WHAT IS NEEDED: Going line by line through the entries, count those containing "finger" and state only the result.

(Image point grounding data)
::::::::::

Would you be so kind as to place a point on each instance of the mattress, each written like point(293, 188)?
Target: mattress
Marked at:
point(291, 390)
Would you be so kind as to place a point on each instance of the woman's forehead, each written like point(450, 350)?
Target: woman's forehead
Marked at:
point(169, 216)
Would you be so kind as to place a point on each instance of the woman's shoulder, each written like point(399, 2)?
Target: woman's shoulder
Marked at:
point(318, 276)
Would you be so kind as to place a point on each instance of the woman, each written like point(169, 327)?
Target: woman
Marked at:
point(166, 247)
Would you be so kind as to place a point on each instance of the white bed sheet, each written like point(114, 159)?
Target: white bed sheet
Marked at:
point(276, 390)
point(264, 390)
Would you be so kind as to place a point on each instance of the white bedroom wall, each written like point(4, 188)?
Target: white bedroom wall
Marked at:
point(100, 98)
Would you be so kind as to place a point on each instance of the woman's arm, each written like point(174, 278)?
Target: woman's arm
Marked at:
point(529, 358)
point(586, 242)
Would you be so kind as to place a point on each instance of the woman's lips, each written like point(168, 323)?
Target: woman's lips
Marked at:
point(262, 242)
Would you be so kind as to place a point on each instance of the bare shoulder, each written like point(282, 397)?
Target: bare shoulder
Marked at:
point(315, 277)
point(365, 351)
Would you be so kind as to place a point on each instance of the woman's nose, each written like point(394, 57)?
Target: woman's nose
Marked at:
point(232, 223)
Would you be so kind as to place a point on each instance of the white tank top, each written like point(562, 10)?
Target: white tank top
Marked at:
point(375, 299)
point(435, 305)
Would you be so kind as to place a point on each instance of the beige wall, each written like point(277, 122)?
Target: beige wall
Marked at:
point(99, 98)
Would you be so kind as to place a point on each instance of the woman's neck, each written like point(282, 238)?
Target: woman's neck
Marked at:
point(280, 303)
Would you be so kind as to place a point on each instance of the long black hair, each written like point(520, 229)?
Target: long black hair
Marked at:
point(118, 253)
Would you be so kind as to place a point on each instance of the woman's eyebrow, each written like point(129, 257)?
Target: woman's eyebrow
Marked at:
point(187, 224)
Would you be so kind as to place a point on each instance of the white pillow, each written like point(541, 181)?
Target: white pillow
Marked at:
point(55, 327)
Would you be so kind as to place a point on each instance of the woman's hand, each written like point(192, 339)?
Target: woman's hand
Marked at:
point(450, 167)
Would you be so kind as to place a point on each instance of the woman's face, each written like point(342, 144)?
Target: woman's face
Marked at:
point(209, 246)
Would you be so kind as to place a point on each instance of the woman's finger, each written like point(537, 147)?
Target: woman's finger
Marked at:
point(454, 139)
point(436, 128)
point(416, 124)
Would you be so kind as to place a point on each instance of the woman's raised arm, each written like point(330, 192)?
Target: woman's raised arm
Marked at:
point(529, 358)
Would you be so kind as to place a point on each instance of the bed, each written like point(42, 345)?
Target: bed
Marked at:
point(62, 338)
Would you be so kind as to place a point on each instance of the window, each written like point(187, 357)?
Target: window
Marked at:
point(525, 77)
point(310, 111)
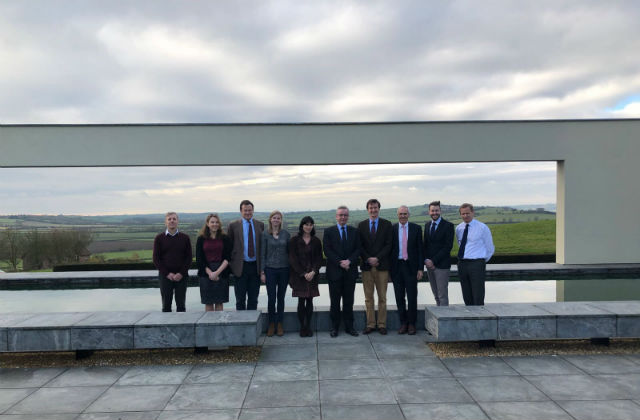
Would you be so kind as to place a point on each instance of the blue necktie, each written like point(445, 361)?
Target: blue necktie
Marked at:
point(463, 242)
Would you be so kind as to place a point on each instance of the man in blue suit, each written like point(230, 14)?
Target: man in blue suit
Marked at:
point(406, 269)
point(342, 249)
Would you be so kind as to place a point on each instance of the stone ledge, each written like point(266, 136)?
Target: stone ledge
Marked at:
point(527, 321)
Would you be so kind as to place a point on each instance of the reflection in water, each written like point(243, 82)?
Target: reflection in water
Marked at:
point(70, 300)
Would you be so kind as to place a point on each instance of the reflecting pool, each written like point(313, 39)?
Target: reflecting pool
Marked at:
point(114, 299)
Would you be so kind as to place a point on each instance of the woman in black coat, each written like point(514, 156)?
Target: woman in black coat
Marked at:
point(213, 252)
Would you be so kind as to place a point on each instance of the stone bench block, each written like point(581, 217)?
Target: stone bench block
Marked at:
point(461, 323)
point(241, 328)
point(44, 332)
point(581, 320)
point(9, 320)
point(523, 321)
point(166, 330)
point(627, 316)
point(105, 331)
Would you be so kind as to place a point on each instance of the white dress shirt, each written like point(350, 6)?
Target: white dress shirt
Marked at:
point(479, 240)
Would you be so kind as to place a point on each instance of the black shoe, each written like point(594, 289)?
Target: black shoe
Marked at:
point(352, 332)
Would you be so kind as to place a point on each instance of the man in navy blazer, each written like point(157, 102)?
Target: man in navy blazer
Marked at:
point(438, 241)
point(406, 269)
point(342, 249)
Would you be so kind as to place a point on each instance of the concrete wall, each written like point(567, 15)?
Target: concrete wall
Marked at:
point(598, 176)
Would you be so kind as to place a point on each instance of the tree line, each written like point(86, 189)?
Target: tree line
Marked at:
point(38, 249)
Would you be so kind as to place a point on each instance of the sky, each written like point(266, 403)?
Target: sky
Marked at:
point(72, 62)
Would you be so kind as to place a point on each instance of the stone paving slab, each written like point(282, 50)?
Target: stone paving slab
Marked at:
point(350, 369)
point(289, 352)
point(414, 367)
point(530, 410)
point(578, 387)
point(541, 365)
point(125, 415)
point(280, 413)
point(362, 412)
point(9, 397)
point(133, 398)
point(296, 370)
point(282, 394)
point(355, 392)
point(155, 375)
point(88, 376)
point(597, 410)
point(478, 366)
point(27, 378)
point(208, 396)
point(501, 388)
point(360, 350)
point(429, 390)
point(57, 400)
point(603, 363)
point(443, 411)
point(227, 414)
point(221, 373)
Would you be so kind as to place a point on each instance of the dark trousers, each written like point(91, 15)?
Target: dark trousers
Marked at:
point(167, 288)
point(247, 287)
point(472, 274)
point(406, 282)
point(342, 288)
point(277, 280)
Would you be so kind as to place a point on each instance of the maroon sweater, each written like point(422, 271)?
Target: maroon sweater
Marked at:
point(172, 254)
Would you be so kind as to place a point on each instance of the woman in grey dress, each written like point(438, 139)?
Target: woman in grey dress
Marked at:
point(274, 270)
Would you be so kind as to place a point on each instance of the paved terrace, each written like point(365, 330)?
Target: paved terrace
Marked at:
point(372, 377)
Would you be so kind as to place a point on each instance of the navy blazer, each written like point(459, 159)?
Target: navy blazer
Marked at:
point(415, 251)
point(379, 248)
point(335, 252)
point(438, 247)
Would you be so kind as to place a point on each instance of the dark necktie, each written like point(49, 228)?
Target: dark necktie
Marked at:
point(463, 242)
point(251, 250)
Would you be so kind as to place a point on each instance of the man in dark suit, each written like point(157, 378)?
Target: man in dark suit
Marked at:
point(375, 248)
point(245, 233)
point(438, 241)
point(342, 249)
point(406, 269)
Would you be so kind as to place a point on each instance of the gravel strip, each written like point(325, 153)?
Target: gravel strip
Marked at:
point(535, 348)
point(130, 358)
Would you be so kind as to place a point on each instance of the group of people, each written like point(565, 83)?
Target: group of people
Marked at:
point(383, 251)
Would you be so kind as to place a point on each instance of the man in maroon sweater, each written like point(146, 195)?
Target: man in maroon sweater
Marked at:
point(172, 257)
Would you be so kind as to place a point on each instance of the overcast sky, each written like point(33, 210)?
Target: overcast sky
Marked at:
point(292, 61)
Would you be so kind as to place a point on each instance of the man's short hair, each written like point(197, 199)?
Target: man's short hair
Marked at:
point(373, 201)
point(466, 205)
point(245, 203)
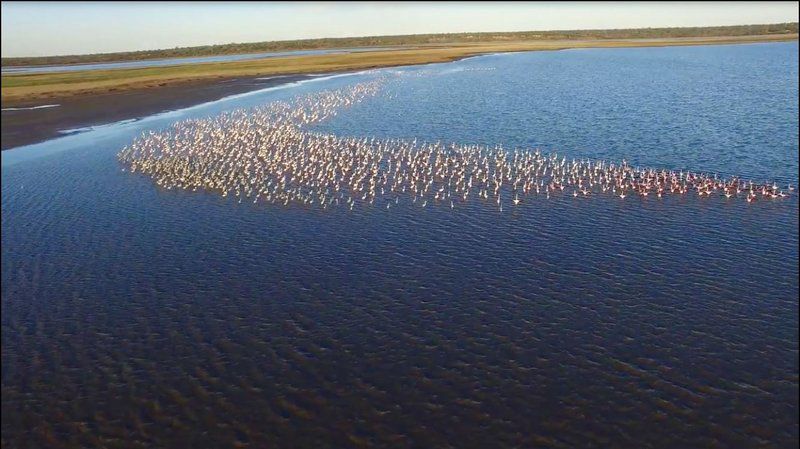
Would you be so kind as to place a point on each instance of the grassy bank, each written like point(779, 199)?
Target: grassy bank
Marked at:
point(412, 40)
point(24, 88)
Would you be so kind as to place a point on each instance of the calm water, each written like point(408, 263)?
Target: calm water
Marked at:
point(137, 317)
point(179, 61)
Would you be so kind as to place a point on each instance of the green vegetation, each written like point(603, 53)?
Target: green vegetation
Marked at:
point(411, 40)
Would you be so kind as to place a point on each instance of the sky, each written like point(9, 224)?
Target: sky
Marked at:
point(61, 28)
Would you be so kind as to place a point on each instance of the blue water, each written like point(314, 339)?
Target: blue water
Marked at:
point(135, 316)
point(178, 61)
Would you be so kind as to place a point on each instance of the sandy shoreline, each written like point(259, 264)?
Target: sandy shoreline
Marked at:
point(34, 120)
point(29, 122)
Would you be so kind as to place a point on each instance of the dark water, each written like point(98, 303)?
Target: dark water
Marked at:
point(137, 317)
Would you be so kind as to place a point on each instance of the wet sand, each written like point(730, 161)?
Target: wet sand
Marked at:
point(29, 126)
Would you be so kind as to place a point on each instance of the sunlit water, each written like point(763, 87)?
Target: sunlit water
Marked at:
point(139, 317)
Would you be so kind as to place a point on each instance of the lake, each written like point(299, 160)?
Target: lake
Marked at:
point(134, 316)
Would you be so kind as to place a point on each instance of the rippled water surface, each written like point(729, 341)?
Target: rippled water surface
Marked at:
point(139, 317)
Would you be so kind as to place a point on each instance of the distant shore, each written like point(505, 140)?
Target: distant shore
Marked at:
point(87, 98)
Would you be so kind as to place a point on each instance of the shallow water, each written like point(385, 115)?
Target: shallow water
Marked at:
point(139, 317)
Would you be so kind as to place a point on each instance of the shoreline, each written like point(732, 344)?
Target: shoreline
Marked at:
point(35, 120)
point(33, 123)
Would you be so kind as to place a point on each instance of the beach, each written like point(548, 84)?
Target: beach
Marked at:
point(31, 123)
point(87, 98)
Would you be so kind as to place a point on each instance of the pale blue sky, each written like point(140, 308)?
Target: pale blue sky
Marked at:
point(42, 28)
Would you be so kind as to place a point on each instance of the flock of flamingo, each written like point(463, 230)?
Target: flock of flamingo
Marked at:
point(266, 154)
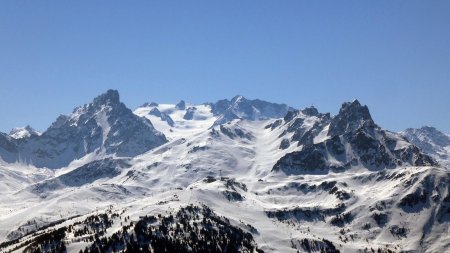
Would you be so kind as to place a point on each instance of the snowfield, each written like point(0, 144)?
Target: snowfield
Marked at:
point(256, 174)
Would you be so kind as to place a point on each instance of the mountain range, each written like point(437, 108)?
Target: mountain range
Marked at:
point(235, 175)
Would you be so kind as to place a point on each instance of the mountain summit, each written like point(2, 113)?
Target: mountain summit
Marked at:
point(104, 126)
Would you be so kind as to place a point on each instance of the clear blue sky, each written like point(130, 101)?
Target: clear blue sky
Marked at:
point(393, 56)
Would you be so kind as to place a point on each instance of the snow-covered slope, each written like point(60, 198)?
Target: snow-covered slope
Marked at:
point(431, 141)
point(301, 182)
point(105, 127)
point(23, 132)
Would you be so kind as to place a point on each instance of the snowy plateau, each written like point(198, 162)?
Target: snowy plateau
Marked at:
point(235, 175)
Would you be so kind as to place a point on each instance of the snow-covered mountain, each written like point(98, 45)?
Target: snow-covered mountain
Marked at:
point(231, 176)
point(105, 127)
point(431, 141)
point(23, 132)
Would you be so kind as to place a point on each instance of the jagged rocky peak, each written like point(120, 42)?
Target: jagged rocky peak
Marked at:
point(111, 97)
point(105, 126)
point(181, 105)
point(23, 132)
point(351, 116)
point(354, 140)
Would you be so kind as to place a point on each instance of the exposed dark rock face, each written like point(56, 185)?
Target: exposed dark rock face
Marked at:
point(351, 117)
point(105, 125)
point(353, 139)
point(162, 116)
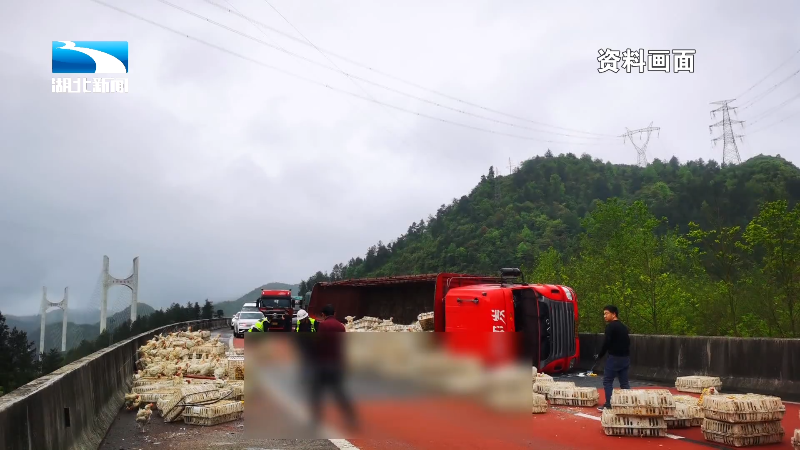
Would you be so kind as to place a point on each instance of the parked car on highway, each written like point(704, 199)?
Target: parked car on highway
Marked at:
point(245, 321)
point(249, 306)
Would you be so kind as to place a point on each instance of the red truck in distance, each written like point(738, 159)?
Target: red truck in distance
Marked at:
point(277, 306)
point(544, 316)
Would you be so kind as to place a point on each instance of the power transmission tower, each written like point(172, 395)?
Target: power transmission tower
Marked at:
point(43, 308)
point(642, 151)
point(730, 153)
point(132, 283)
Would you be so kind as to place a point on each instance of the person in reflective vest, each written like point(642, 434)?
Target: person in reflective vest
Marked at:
point(258, 327)
point(305, 324)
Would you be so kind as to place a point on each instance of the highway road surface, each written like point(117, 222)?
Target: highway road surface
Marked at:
point(561, 428)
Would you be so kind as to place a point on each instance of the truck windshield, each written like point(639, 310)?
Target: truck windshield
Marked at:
point(282, 302)
point(251, 316)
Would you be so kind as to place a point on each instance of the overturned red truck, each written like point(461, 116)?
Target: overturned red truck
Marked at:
point(545, 316)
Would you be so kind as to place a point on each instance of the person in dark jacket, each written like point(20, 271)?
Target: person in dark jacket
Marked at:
point(617, 344)
point(328, 368)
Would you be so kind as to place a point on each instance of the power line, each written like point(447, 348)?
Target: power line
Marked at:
point(768, 91)
point(641, 150)
point(775, 123)
point(768, 112)
point(356, 77)
point(309, 80)
point(402, 80)
point(768, 75)
point(730, 153)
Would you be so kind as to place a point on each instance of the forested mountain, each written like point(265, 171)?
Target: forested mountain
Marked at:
point(694, 248)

::::::::::

FINAL ANSWER: 2